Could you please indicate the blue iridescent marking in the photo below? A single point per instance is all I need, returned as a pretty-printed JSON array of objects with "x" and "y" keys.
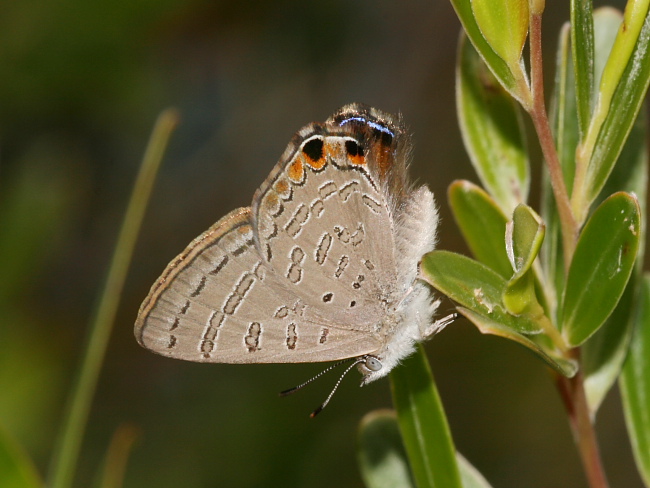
[{"x": 374, "y": 125}]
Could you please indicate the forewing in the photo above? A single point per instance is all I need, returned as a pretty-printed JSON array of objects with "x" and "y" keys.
[
  {"x": 324, "y": 227},
  {"x": 219, "y": 302}
]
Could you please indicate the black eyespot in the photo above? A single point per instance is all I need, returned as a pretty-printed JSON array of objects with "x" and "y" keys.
[
  {"x": 353, "y": 149},
  {"x": 313, "y": 149}
]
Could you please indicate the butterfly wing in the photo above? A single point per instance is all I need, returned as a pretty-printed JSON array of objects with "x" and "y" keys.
[
  {"x": 218, "y": 302},
  {"x": 309, "y": 272},
  {"x": 325, "y": 229}
]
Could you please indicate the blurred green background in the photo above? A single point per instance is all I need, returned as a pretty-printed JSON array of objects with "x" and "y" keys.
[{"x": 80, "y": 86}]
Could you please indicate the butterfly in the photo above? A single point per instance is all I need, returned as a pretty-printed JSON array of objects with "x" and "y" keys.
[{"x": 323, "y": 266}]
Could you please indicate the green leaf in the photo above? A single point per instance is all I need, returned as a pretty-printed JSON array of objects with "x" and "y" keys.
[
  {"x": 16, "y": 468},
  {"x": 423, "y": 424},
  {"x": 565, "y": 131},
  {"x": 603, "y": 355},
  {"x": 511, "y": 82},
  {"x": 469, "y": 475},
  {"x": 382, "y": 457},
  {"x": 614, "y": 115},
  {"x": 473, "y": 285},
  {"x": 504, "y": 25},
  {"x": 635, "y": 386},
  {"x": 492, "y": 130},
  {"x": 482, "y": 224},
  {"x": 582, "y": 46},
  {"x": 524, "y": 236},
  {"x": 566, "y": 367},
  {"x": 381, "y": 454},
  {"x": 601, "y": 267}
]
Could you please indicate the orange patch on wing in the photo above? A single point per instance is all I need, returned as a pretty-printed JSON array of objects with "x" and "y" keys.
[
  {"x": 282, "y": 186},
  {"x": 296, "y": 171},
  {"x": 271, "y": 201},
  {"x": 358, "y": 160},
  {"x": 316, "y": 164}
]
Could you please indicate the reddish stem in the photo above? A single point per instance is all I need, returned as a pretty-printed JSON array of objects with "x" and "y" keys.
[
  {"x": 573, "y": 395},
  {"x": 547, "y": 142}
]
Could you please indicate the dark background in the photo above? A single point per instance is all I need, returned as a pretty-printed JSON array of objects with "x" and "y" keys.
[{"x": 80, "y": 86}]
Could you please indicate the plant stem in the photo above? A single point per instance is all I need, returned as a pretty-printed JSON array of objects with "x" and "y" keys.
[
  {"x": 542, "y": 127},
  {"x": 573, "y": 395},
  {"x": 66, "y": 452}
]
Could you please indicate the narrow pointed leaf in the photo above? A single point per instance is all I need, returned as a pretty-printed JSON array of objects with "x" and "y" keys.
[
  {"x": 524, "y": 239},
  {"x": 482, "y": 224},
  {"x": 381, "y": 453},
  {"x": 601, "y": 267},
  {"x": 614, "y": 117},
  {"x": 492, "y": 131},
  {"x": 582, "y": 46},
  {"x": 504, "y": 25},
  {"x": 383, "y": 459},
  {"x": 635, "y": 386},
  {"x": 524, "y": 236},
  {"x": 469, "y": 475},
  {"x": 603, "y": 355},
  {"x": 565, "y": 132},
  {"x": 473, "y": 285},
  {"x": 497, "y": 65},
  {"x": 423, "y": 424},
  {"x": 485, "y": 325}
]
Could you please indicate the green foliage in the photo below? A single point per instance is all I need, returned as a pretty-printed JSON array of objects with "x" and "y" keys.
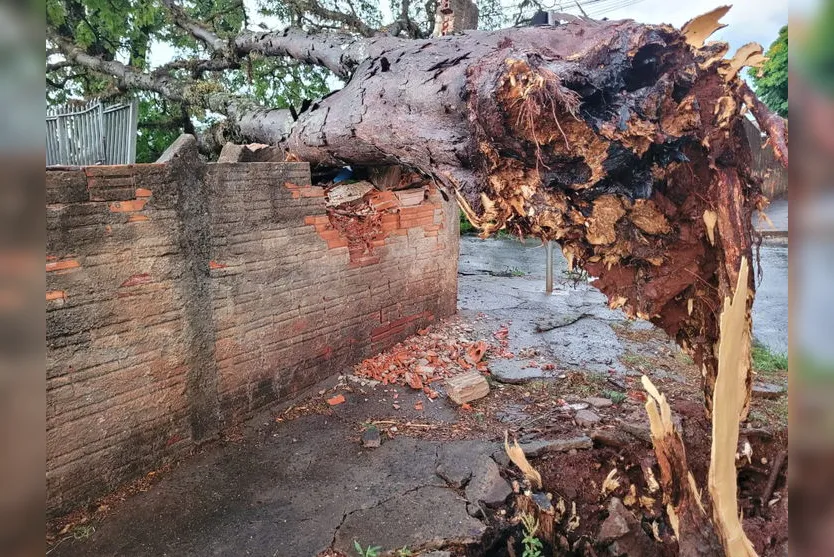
[
  {"x": 128, "y": 31},
  {"x": 465, "y": 226},
  {"x": 532, "y": 545},
  {"x": 616, "y": 397},
  {"x": 370, "y": 551},
  {"x": 771, "y": 81},
  {"x": 764, "y": 360}
]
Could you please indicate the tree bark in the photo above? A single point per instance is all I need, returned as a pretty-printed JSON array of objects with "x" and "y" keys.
[{"x": 621, "y": 141}]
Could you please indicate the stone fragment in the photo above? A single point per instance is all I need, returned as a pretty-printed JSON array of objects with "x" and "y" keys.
[
  {"x": 455, "y": 460},
  {"x": 515, "y": 372},
  {"x": 611, "y": 438},
  {"x": 371, "y": 437},
  {"x": 467, "y": 387},
  {"x": 599, "y": 402},
  {"x": 487, "y": 485},
  {"x": 623, "y": 534},
  {"x": 542, "y": 501},
  {"x": 544, "y": 446},
  {"x": 586, "y": 418}
]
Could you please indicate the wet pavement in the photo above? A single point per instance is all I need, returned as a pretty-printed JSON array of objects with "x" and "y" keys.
[
  {"x": 770, "y": 308},
  {"x": 297, "y": 487},
  {"x": 506, "y": 278}
]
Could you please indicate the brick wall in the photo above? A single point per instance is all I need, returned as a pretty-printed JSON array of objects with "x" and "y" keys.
[{"x": 182, "y": 297}]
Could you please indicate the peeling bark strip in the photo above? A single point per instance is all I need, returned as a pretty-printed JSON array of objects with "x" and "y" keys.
[{"x": 623, "y": 142}]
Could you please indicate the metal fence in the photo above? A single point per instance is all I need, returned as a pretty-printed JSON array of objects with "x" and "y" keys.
[{"x": 91, "y": 134}]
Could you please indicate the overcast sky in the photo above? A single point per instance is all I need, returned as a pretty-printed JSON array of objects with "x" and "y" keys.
[{"x": 749, "y": 20}]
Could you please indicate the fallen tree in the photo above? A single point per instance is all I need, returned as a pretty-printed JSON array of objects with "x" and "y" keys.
[{"x": 621, "y": 141}]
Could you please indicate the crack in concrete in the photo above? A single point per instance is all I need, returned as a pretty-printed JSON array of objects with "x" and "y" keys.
[{"x": 377, "y": 504}]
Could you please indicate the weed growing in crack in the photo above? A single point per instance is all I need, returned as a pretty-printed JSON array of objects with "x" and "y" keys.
[
  {"x": 765, "y": 360},
  {"x": 532, "y": 545},
  {"x": 616, "y": 396}
]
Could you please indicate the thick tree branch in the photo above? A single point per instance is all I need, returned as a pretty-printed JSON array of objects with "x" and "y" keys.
[
  {"x": 771, "y": 123},
  {"x": 248, "y": 118},
  {"x": 350, "y": 21},
  {"x": 203, "y": 34},
  {"x": 128, "y": 76},
  {"x": 341, "y": 53}
]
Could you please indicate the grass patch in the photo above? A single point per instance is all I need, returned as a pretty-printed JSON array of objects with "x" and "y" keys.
[{"x": 767, "y": 361}]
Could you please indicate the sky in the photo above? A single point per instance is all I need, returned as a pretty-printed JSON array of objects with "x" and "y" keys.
[{"x": 748, "y": 21}]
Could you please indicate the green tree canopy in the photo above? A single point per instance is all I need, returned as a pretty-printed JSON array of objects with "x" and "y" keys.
[
  {"x": 127, "y": 31},
  {"x": 771, "y": 82}
]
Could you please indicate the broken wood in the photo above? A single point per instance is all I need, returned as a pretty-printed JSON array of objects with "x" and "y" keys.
[
  {"x": 687, "y": 514},
  {"x": 467, "y": 387},
  {"x": 778, "y": 462},
  {"x": 695, "y": 529},
  {"x": 730, "y": 397}
]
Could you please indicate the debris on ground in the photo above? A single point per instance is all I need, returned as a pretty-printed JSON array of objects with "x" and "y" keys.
[
  {"x": 371, "y": 437},
  {"x": 338, "y": 399},
  {"x": 431, "y": 356},
  {"x": 487, "y": 486},
  {"x": 467, "y": 387}
]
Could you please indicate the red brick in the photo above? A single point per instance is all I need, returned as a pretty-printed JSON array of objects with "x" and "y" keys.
[
  {"x": 337, "y": 243},
  {"x": 62, "y": 265},
  {"x": 329, "y": 234},
  {"x": 136, "y": 280},
  {"x": 316, "y": 219},
  {"x": 364, "y": 261},
  {"x": 312, "y": 191},
  {"x": 128, "y": 206}
]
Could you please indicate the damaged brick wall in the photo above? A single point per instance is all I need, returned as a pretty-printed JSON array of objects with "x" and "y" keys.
[{"x": 182, "y": 297}]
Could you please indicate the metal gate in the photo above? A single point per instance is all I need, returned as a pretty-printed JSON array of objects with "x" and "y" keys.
[{"x": 91, "y": 134}]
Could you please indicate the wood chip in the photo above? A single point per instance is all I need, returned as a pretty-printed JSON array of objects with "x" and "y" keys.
[{"x": 467, "y": 387}]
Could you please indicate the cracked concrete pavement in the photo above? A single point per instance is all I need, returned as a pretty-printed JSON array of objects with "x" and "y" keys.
[
  {"x": 292, "y": 489},
  {"x": 289, "y": 490}
]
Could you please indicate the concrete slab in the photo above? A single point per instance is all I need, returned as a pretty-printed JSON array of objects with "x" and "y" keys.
[{"x": 438, "y": 513}]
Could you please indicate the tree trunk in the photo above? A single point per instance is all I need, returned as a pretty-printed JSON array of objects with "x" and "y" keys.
[{"x": 623, "y": 142}]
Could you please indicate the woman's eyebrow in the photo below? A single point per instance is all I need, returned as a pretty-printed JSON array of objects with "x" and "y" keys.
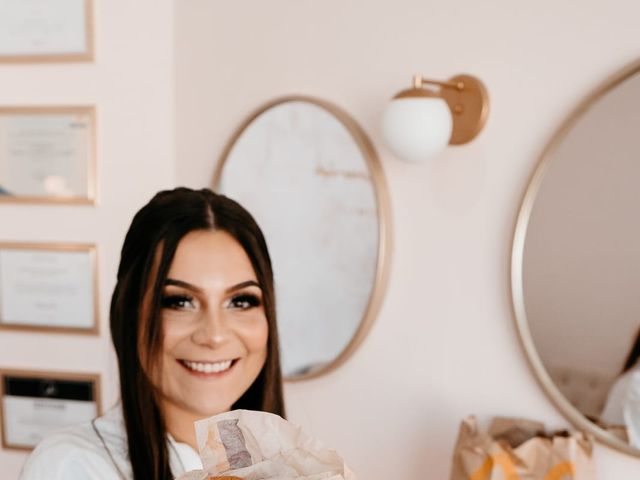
[
  {"x": 240, "y": 286},
  {"x": 189, "y": 286},
  {"x": 180, "y": 283}
]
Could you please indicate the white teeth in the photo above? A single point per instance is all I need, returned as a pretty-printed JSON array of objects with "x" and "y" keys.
[{"x": 208, "y": 367}]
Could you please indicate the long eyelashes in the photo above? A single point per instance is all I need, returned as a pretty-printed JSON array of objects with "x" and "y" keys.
[
  {"x": 245, "y": 301},
  {"x": 176, "y": 302},
  {"x": 179, "y": 301}
]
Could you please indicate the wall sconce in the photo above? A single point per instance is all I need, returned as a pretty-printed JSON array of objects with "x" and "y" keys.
[{"x": 419, "y": 121}]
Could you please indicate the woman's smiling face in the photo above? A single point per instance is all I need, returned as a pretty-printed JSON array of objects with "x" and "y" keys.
[{"x": 214, "y": 325}]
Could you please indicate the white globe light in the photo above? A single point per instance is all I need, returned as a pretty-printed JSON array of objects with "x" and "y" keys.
[{"x": 414, "y": 128}]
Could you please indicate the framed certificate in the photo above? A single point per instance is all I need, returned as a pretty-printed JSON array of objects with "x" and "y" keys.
[
  {"x": 47, "y": 154},
  {"x": 48, "y": 288},
  {"x": 33, "y": 404},
  {"x": 46, "y": 30}
]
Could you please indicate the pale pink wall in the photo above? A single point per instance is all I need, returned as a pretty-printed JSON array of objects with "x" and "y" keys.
[
  {"x": 444, "y": 344},
  {"x": 131, "y": 84}
]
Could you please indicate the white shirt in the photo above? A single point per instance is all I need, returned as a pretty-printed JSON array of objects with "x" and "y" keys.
[
  {"x": 623, "y": 404},
  {"x": 77, "y": 453}
]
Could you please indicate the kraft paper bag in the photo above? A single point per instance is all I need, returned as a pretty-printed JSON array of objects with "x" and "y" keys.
[
  {"x": 519, "y": 449},
  {"x": 253, "y": 445}
]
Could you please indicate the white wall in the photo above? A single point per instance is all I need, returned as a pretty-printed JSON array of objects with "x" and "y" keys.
[
  {"x": 131, "y": 84},
  {"x": 444, "y": 344}
]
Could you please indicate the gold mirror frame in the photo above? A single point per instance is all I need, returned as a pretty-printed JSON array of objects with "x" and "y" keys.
[
  {"x": 383, "y": 210},
  {"x": 517, "y": 291}
]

****************************************

Exercise: Copy the material word for word, beginning at the line containing "Could you please indicate the gold" and ending with the last line of the material.

Response to the task:
Could you please indicate the gold mirror frame in the photo above? A single point per instance is all I need, returned as a pretty-printed JSON array of objects with "x" and "y" keys.
[
  {"x": 383, "y": 210},
  {"x": 517, "y": 291}
]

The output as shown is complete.